■ **EXERCISES TO COMPLETE**
[A] In the post about Anya's IEP meeting, how long did the annual review take?
[B] Render this sentence from the post about Anya's IEP meeting in Spanish: "They may be able to repeat the words back word for word, but the meaning is lost."
[C] Carry on the post about Anya's IEP meeting, picking up after its final sentence.

■ **EXTRACT TO READ**
I even tried disciplining...which helped for a few minutes.
Patience, Tami, patience.
---------------------
IEP meetings are not for the faint of heart.
Especially if you're dragging your four kids with you.
Today was Anya's annual review, so after school I sat down with the teacher, her speech pathologist, the audiologist and the student teacher.
After sending my four kids to the four corners of the room
(in hopes it would help them keep quiet, HA~!) I sat down at the tiny table, in the tiny chairs for the not so tiny review.
It took an hour and a half...90 minutes. I think that's the longest review I've ever had...and I've gone through quite a few of them.
Anyway...
Anya is doing great in speech. She is self-correcting now, which means its only a matter of time before she won't need speech anymore. She's stoked and I'm thrilled for her.
But the meeting also proved to me there are more issues emerging for my little Anya.
We've noticed for awhile Anya 'shuts down' when she gets overwhelmed with information. I thought it was just her emotional nature and as she matured, I hoped she would learn to CUT. IT. OUT.
But tonight the teacher shared some more things with me that, combined with the homework fiasco from the other night, has convinced me there may be some more issues she's dealing with.
So we're checking into Auditory Processing Disorder.
APD affects the way auditory information is processed in the brain. Kids with APD sometimes can and other times can not process verbal information. They may be able to repeat the words back word for word, but the meaning is lost. And it doesn't help to repeat the instructions.
APD is incredibly common in post-institutionalized children. Alek has it...and Anya's symptoms are exactly the same, except for the way they handle the disconnect.
Alek zones out. He'll fix his attention on an object and daydream.
Anya either shuts down and refuses to do any more work...or she breaks down and cries. (Thankfully, she has only had one breakdown at school).

■ **SOURCE INFORMATION**
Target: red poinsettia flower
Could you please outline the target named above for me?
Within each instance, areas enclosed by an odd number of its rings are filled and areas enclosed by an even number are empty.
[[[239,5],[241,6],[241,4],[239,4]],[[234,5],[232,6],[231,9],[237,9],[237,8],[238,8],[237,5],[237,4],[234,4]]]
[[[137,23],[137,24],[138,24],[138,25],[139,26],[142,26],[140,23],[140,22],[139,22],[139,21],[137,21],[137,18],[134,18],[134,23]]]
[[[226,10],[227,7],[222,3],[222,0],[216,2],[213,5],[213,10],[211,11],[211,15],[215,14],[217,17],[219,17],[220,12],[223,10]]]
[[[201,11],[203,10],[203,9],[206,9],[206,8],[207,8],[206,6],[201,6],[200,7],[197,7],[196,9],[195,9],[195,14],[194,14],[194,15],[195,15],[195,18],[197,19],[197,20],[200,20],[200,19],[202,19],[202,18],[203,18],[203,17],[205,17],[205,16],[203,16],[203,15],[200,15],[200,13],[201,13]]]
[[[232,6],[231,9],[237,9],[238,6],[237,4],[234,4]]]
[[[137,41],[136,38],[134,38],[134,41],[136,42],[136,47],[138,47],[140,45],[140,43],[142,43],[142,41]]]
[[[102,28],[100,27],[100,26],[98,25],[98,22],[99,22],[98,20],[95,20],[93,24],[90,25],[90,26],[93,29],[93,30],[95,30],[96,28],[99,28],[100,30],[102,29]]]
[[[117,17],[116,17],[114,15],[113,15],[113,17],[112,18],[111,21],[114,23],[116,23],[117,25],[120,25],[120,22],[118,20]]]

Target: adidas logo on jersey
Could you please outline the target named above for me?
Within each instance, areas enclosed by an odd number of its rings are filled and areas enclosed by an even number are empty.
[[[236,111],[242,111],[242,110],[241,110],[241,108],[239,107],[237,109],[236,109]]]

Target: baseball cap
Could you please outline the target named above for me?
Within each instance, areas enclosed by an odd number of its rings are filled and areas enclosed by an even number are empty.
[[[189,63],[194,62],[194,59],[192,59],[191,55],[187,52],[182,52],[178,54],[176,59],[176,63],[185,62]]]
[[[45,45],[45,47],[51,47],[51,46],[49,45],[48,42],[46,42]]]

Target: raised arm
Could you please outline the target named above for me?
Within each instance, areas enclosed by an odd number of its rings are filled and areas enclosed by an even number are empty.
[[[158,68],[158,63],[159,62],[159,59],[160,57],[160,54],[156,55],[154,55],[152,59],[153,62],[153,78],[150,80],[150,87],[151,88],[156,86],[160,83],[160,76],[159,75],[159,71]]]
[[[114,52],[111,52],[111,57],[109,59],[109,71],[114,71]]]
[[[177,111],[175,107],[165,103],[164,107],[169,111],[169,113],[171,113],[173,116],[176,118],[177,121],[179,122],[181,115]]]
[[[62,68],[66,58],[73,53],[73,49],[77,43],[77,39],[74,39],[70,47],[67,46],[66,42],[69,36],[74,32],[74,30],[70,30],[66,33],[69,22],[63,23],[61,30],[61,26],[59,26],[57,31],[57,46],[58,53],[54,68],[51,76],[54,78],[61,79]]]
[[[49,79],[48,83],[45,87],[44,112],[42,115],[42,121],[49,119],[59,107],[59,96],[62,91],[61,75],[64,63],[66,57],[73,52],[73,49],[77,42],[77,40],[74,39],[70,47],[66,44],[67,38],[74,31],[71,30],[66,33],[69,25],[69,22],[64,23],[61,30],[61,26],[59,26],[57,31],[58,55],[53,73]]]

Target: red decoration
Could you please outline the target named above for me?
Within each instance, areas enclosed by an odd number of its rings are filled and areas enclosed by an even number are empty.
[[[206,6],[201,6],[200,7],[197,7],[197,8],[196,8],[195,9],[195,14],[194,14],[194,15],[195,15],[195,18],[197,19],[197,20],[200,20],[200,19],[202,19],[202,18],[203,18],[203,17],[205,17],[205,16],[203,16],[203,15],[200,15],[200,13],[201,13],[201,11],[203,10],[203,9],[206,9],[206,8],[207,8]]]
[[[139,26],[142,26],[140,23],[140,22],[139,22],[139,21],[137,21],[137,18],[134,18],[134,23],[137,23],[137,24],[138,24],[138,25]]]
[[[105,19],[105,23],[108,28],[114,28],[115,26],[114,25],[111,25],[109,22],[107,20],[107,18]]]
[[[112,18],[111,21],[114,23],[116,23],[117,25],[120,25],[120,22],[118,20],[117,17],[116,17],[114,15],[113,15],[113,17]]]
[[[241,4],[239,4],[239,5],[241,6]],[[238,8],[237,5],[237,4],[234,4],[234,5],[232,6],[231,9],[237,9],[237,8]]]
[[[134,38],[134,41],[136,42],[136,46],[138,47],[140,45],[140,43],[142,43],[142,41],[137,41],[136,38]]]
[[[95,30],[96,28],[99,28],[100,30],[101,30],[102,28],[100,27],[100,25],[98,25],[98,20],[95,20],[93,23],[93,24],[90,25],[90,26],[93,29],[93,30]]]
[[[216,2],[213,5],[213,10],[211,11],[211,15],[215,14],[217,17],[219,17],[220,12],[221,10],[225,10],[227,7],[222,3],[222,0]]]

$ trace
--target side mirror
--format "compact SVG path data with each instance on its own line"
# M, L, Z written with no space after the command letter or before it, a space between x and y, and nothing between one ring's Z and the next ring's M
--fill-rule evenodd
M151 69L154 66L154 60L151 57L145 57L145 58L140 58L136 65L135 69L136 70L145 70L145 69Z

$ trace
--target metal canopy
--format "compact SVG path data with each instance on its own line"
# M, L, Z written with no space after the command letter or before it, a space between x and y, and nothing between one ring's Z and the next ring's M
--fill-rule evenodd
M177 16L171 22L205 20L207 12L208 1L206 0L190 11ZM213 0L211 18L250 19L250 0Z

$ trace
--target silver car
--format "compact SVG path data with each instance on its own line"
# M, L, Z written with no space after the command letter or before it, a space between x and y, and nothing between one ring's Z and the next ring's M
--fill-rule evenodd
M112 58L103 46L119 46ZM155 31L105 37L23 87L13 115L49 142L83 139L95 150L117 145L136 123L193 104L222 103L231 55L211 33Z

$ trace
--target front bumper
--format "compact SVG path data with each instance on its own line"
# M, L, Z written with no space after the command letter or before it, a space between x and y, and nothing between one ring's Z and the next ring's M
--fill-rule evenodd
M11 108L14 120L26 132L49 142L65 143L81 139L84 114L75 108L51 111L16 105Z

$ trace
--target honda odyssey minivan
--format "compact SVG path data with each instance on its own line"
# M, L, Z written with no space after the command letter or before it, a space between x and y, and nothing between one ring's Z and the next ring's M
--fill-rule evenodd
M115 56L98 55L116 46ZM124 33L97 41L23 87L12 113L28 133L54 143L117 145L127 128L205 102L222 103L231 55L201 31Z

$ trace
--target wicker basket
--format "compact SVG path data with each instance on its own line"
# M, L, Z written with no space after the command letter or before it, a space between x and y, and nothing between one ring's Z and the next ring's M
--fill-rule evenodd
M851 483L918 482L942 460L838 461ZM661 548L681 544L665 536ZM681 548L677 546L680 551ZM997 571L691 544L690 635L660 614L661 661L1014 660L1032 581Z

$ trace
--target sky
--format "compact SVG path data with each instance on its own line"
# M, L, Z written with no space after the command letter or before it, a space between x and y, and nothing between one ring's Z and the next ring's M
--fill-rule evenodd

■ **RESULTS FOR EACH TASK**
[A] It took an hour and a half, or 90 minutes.

[B] Es posible que puedan repetir las palabras palabra por palabra, pero el significado se pierde.

[C]
I'm anxious to find out the test results. If it truly is APD, it could mean a world of difference to Anya. The exercises, tips and coping skills they have taught Alek have made a huge difference in how much he is picks up in the class.
A BIG difference.
There are also some preferential things written into his IEP that forces the teacher to pay a little extra attention to him to make sure he's 'getting' it. He sets in a specific place in the classroom and the teacher checks to make sure he understands any directions for tests.
It doesn't single him out in the classroom...but it gives him the extra help he needs.
We are writing those extra helps into Anya's IEP.
I can't wait to see what difference it makes.
--------------------------
To wrap things up last night Alek and I went to a basketball game.
Not just ANY basketball game.
A college women's basketball game.
Now, why would I be taking my BOY to a GIRL's game?
Because his little league football coach is the women's coach.
He thought it was SO cool.
And the ladies won, which made it even better.
100 to 74.
Pretty cool way to end the day.
Afterall, how many times do you see a ladies' team score 100 points?!

And how often to I get to spend quality one on one time with my big guy?! :)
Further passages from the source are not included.